Object point labels
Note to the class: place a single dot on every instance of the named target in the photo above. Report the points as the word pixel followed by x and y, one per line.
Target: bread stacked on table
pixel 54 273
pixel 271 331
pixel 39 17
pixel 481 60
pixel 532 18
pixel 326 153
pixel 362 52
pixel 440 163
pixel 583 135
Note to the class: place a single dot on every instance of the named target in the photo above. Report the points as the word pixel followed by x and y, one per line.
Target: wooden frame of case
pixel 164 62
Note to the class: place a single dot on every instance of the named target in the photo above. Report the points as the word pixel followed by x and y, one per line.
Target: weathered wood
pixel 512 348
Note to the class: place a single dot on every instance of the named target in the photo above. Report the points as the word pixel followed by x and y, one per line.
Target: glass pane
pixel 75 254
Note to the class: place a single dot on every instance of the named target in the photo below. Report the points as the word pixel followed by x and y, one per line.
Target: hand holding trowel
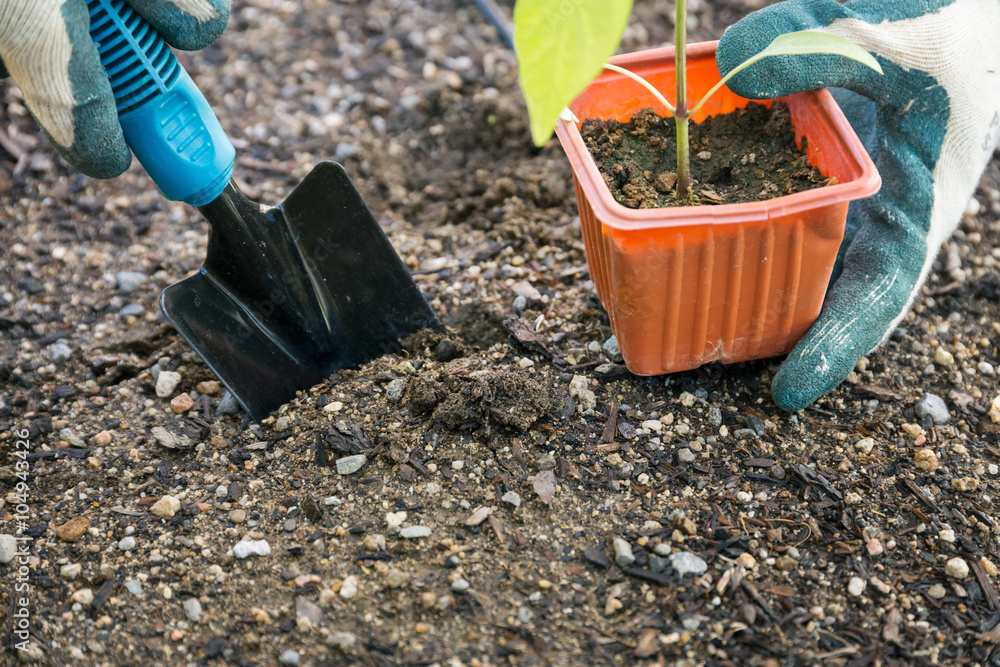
pixel 287 295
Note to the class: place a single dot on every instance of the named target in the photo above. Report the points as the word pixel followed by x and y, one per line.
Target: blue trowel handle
pixel 167 122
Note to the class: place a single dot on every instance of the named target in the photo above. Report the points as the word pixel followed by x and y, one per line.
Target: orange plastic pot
pixel 687 286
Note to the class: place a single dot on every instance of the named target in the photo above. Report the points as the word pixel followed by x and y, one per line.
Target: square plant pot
pixel 689 285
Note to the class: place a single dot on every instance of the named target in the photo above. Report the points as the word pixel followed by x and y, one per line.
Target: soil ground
pixel 746 155
pixel 829 537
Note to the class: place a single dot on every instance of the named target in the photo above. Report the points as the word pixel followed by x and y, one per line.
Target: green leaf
pixel 807 42
pixel 561 46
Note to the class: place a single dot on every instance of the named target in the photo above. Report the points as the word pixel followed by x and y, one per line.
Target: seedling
pixel 562 44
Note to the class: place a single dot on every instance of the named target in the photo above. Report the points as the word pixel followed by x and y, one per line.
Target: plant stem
pixel 681 113
pixel 645 84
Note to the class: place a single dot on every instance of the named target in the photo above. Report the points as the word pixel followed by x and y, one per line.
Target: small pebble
pixel 932 407
pixel 60 352
pixel 351 464
pixel 210 387
pixel 193 609
pixel 8 547
pixel 71 571
pixel 246 549
pixel 84 596
pixel 166 383
pixel 611 349
pixel 685 562
pixel 623 552
pixel 415 532
pixel 865 445
pixel 511 498
pixel 349 588
pixel 166 507
pixel 957 568
pixel 181 403
pixel 394 390
pixel 130 281
pixel 926 459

## Task goal
Copy the records verbatim, from the line containing "the photo below." through the line containing "pixel 645 84", including both of those lines. Leave the pictures out of your copy.

## Full answer
Note to the class: place a single dot on every instance of the named target in the photo below. Report the points as the word pixel followed by x and y, one per line.
Target: hand holding trowel
pixel 287 295
Note to the class: place a single dot on every instance of the named target in the photo above. Report the points as the word pixel followed by x and y, one per line.
Target: blue trowel handle
pixel 167 122
Note to the class: place a single dot on every instance of the named target in the photo above. Report the points as the word pixel followed by x and y, one per line.
Target: orange plastic pot
pixel 687 286
Note to the class: place a single dot on every instance of the named target in the photo above. Report the points as the word pixel followed by x and y, one per line.
Target: square plant pot
pixel 689 285
Note to the class: place a single dot on every instance of the named target in the photo above. Report the points as the word pixel followed by x and y, one per line.
Target: soil ground
pixel 746 155
pixel 829 537
Note to the class: place a single dot on every instance of the named target in the photo above. Report the points as the word pixel followed by x and y, one per line.
Target: green leaf
pixel 807 42
pixel 561 46
Note to the class: place a single dot on every instance of the named target in the photo above. Report the points as the word pixel followed by x and y, one per line.
Target: seedling
pixel 562 44
Note to the class: place a single dot on every instance of the named target in the photo above. Report the points as the word pixel followed by x and y, one per line.
Target: plant stem
pixel 681 113
pixel 645 84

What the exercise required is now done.